[Start of Data extract]
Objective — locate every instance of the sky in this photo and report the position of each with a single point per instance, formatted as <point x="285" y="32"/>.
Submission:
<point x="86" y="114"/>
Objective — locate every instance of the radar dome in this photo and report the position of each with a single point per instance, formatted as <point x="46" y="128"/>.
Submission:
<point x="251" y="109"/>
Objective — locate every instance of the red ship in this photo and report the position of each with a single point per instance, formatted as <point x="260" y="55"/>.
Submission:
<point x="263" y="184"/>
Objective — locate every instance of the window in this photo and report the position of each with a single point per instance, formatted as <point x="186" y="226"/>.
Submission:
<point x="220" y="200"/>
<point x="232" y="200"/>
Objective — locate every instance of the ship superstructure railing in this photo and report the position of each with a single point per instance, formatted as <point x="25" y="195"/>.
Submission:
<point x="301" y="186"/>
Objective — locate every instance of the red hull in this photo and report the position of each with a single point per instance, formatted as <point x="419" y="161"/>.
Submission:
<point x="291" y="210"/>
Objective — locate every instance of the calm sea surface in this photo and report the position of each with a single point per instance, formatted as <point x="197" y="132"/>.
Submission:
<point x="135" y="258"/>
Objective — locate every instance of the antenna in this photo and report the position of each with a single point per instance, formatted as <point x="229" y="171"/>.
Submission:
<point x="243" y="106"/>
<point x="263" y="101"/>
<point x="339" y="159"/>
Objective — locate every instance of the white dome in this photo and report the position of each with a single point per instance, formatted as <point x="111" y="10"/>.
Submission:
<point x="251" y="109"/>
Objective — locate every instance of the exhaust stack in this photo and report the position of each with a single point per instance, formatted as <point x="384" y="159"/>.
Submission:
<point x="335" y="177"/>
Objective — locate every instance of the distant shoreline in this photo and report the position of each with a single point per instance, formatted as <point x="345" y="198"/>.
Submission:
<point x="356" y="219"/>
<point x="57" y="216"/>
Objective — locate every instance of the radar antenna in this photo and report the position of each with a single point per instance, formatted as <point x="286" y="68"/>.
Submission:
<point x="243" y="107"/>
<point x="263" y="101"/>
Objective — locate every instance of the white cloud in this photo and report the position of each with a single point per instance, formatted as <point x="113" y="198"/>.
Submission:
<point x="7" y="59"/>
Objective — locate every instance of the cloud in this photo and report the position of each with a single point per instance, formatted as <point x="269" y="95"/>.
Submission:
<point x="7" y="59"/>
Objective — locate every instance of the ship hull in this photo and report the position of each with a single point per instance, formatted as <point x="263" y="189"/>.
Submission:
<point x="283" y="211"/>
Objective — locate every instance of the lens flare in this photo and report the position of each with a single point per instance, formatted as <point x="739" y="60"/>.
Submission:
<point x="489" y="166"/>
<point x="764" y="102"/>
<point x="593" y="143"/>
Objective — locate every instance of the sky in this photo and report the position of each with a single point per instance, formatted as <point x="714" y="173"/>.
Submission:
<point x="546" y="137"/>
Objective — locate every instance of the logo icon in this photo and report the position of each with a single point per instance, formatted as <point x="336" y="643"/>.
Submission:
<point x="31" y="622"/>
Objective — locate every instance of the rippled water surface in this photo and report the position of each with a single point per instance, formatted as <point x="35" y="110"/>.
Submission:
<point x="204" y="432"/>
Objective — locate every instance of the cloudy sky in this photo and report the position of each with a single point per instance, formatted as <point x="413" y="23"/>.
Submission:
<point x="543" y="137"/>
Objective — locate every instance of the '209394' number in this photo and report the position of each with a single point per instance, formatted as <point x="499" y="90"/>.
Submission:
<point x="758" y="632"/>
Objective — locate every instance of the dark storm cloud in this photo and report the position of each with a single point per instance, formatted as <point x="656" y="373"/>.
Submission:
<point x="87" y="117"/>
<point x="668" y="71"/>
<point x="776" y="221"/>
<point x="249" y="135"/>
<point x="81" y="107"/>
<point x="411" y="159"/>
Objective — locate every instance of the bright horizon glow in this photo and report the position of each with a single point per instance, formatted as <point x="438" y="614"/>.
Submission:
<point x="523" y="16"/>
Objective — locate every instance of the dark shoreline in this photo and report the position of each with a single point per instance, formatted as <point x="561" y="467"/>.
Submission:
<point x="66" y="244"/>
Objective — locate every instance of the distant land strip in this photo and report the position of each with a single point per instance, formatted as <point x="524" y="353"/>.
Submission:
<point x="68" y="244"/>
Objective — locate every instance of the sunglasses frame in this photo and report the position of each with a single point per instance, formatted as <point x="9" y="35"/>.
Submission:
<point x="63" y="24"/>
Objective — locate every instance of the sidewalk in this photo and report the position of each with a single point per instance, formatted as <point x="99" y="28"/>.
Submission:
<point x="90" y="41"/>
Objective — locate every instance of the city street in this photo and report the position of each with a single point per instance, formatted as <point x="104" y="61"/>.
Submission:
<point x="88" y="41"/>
[End of Data extract]
#### Short task:
Please copy the full listing above line for line, without changing a single character.

#### Correct output:
Objective — locate every instance of the sky in this photo and report the position of each with a single point per instance, formatted as <point x="285" y="32"/>.
Submission:
<point x="86" y="114"/>
Objective — locate every instance of the radar dome in this photo and report the position of each with a single point per instance, formatted as <point x="46" y="128"/>.
Submission:
<point x="251" y="109"/>
Objective — locate every instance of the red ship in this photo and report the position of each with a single point per instance, formatted as <point x="260" y="55"/>.
Submission:
<point x="263" y="184"/>
Objective — locate every instance of the window in this photo and report the position of each with a single point per instance, formatted as <point x="186" y="226"/>.
Submission:
<point x="220" y="200"/>
<point x="232" y="200"/>
Objective — locate every instance of the ship superstructure railing in this photo and report the position of each with a single point per instance, formatted as <point x="25" y="195"/>.
Submission:
<point x="301" y="186"/>
Objective — locate every instance of the red hull in this photo and report the position of each with a single point per instance, formatted as <point x="419" y="161"/>.
Submission:
<point x="291" y="210"/>
Objective — locate every instance of the calm sea surface in this photo and report the position of each with a single point per instance, formatted as <point x="197" y="132"/>.
Submission:
<point x="135" y="258"/>
Objective — locate every instance of the antenna in this photo and report the position of each with a single point per instance, formatted as <point x="229" y="171"/>.
Submission:
<point x="243" y="106"/>
<point x="263" y="101"/>
<point x="339" y="159"/>
Objective — locate every instance of the white dome in this photo and report the position of each with a single point per instance, formatted as <point x="111" y="10"/>.
Submission:
<point x="251" y="109"/>
Objective — locate every instance of the exhaust stack in this photo and report the position of each with a single point per instance, formatted as <point x="384" y="159"/>.
Submission:
<point x="335" y="177"/>
Objective — locate every instance of the distant shoreline in this photo and report the position of each with a single point per instance, formatted as <point x="345" y="198"/>.
Submission:
<point x="356" y="219"/>
<point x="57" y="216"/>
Objective — locate every instance of the radar antenna in this photo and report the position of each with a single point per instance, formatted as <point x="286" y="68"/>.
Submission:
<point x="243" y="107"/>
<point x="263" y="101"/>
Objective — locate every instance of the white cloud in this photo and report the position of each with a single point per instance, formatted as <point x="113" y="198"/>.
Submission:
<point x="7" y="59"/>
Objective — locate every instance of the cloud in this photo and report the position of each with a single point per instance, formatted as <point x="269" y="95"/>.
Submission:
<point x="7" y="59"/>
Objective — locate every instance of the ship hull in this photo and report the position of each with a single point per instance, formatted as <point x="263" y="189"/>.
Submission:
<point x="283" y="211"/>
Objective — locate every instance of the lens flare in this photo and report the position of each with a single point per instance, formatted as <point x="739" y="60"/>.
Submission:
<point x="489" y="166"/>
<point x="764" y="102"/>
<point x="593" y="143"/>
Objective — locate every instance of the sky in this photo and report the position of each with a single point per instance, formatted as <point x="714" y="173"/>.
Submission:
<point x="546" y="137"/>
Objective — locate every instance of the logo icon in this photo and report the position of each with a single point per instance, formatted as <point x="336" y="643"/>.
Submission:
<point x="31" y="622"/>
Objective — locate every instance of the rippled water surface in this photo and report the position of each with a single point per instance, formatted as <point x="35" y="110"/>.
Submission:
<point x="204" y="432"/>
Objective — locate every instance of the cloudy sky in this photo and report the position of each with a single point per instance, formatted as <point x="413" y="23"/>.
Submission:
<point x="543" y="137"/>
Objective — locate every instance of the '209394' number in this photo and report the position of each with a single point per instance, formatted as <point x="499" y="90"/>.
Submission:
<point x="758" y="632"/>
Objective — locate every instance of the dark storm cloud in this photo and report the position of each with a single point per instance, formatted as <point x="656" y="373"/>.
Submission:
<point x="87" y="117"/>
<point x="668" y="71"/>
<point x="776" y="221"/>
<point x="249" y="135"/>
<point x="81" y="107"/>
<point x="411" y="159"/>
Objective — locate every instance of the bright horizon glow in this photo and report the position of each with a single point per instance, formatted as <point x="438" y="614"/>.
Submission:
<point x="523" y="16"/>
Objective — locate every instance of the dark shoreline in this photo and report the position of each with a single point per instance, formatted as <point x="561" y="467"/>.
Submission:
<point x="66" y="244"/>
Objective — locate every instance of the distant land strip in this photo and report the position of each with a single point per instance, formatted as <point x="524" y="353"/>.
Submission:
<point x="68" y="244"/>
Objective — locate every instance of the sunglasses frame in this photo and report the position of each with a single point per instance, formatted as <point x="9" y="35"/>.
Submission:
<point x="63" y="24"/>
Objective — locate every instance of the sidewalk in this photo and report the position of each with a single point per instance, formatted as <point x="99" y="28"/>.
Submission:
<point x="90" y="41"/>
Objective — locate every instance of the city street in this photo and report the position of each with a single point per instance, formatted as <point x="104" y="61"/>.
Submission:
<point x="88" y="41"/>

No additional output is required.